- **Instructions for the task**:
Across these entries, work out how many lines carry the string "concrete", and give only that number.
[Start of section]
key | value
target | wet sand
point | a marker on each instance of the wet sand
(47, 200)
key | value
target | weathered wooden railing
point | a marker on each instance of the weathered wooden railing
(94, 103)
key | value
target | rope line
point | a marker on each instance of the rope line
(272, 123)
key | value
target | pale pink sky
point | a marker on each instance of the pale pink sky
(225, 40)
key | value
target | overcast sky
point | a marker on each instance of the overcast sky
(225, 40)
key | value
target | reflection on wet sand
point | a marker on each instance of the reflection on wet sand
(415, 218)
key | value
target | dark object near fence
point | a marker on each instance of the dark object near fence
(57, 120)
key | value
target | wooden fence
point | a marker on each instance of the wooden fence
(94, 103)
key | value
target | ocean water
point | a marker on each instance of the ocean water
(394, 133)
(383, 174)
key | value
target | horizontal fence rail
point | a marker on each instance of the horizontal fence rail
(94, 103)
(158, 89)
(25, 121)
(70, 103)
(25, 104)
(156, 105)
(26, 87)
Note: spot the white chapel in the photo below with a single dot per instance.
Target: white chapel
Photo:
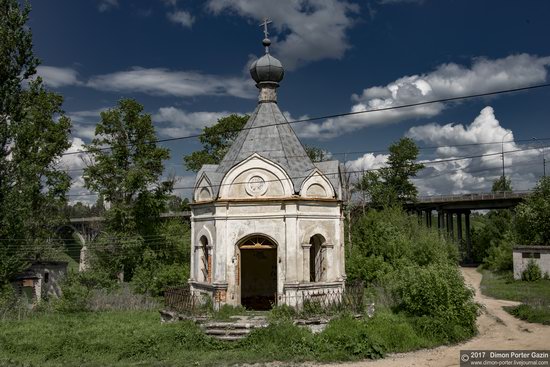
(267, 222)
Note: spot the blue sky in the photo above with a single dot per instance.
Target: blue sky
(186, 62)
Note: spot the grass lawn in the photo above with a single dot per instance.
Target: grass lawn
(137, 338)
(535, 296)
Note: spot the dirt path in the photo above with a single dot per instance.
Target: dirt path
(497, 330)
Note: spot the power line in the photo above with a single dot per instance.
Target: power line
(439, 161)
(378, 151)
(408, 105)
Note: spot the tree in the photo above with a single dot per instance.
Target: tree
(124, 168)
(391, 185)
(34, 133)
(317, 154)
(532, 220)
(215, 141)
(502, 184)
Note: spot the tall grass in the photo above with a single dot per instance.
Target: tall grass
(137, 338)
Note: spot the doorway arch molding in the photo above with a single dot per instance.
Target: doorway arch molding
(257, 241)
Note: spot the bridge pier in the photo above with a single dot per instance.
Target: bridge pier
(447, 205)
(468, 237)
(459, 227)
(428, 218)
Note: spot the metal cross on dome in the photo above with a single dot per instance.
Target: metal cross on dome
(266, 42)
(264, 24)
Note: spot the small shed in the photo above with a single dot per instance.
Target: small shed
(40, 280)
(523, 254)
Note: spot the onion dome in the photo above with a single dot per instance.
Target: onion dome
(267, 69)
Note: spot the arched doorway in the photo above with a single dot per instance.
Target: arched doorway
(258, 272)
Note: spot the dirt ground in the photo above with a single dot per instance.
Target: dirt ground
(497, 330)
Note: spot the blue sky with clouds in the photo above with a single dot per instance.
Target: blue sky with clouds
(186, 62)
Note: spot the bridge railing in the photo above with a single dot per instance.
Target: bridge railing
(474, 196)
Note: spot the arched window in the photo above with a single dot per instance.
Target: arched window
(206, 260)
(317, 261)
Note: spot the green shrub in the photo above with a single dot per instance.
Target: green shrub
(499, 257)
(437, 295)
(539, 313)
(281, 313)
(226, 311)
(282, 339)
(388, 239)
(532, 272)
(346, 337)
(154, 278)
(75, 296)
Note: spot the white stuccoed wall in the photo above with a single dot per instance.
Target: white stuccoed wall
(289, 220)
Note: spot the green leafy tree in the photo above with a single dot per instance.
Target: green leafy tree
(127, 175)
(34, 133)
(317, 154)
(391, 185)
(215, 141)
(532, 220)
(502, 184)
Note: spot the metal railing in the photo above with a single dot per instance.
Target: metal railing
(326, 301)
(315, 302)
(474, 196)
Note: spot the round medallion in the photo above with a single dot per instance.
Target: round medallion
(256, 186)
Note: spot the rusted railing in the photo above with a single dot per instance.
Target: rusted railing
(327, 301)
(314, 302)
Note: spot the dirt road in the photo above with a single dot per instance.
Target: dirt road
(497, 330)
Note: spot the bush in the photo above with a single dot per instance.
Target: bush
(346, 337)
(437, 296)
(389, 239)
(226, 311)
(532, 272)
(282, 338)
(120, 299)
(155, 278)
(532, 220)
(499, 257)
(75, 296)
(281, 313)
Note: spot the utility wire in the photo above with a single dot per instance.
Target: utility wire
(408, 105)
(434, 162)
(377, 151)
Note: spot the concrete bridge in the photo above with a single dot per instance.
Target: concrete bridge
[End of section]
[Start of section]
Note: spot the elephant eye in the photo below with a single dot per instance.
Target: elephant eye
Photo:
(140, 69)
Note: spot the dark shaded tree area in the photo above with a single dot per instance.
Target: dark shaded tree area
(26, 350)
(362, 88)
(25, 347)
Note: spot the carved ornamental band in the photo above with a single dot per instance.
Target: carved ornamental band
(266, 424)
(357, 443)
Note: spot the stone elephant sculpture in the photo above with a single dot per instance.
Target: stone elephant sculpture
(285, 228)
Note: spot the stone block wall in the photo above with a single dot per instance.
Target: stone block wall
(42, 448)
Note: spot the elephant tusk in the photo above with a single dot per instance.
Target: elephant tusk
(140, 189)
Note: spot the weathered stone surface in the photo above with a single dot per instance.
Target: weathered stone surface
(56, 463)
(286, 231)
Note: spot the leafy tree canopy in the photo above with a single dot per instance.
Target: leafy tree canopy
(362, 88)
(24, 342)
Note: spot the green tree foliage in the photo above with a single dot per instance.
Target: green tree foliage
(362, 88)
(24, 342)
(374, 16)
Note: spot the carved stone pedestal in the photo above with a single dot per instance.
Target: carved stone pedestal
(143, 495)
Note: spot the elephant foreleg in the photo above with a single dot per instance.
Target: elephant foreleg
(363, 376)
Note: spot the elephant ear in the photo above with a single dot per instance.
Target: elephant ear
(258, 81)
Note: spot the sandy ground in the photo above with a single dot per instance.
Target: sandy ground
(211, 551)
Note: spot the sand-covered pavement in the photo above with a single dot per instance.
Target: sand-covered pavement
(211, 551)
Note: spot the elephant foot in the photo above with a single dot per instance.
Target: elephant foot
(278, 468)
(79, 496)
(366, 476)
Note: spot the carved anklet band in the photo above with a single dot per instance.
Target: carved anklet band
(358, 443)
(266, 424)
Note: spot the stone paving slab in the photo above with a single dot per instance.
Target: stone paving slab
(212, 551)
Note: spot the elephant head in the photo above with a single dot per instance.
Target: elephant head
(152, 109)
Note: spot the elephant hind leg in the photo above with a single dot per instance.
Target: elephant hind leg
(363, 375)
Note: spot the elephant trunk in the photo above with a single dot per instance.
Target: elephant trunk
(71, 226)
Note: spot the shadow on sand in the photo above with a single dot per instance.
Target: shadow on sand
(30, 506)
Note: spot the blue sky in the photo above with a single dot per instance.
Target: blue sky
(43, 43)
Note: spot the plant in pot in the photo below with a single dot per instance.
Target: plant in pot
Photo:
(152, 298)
[End of section]
- **Problem solution**:
2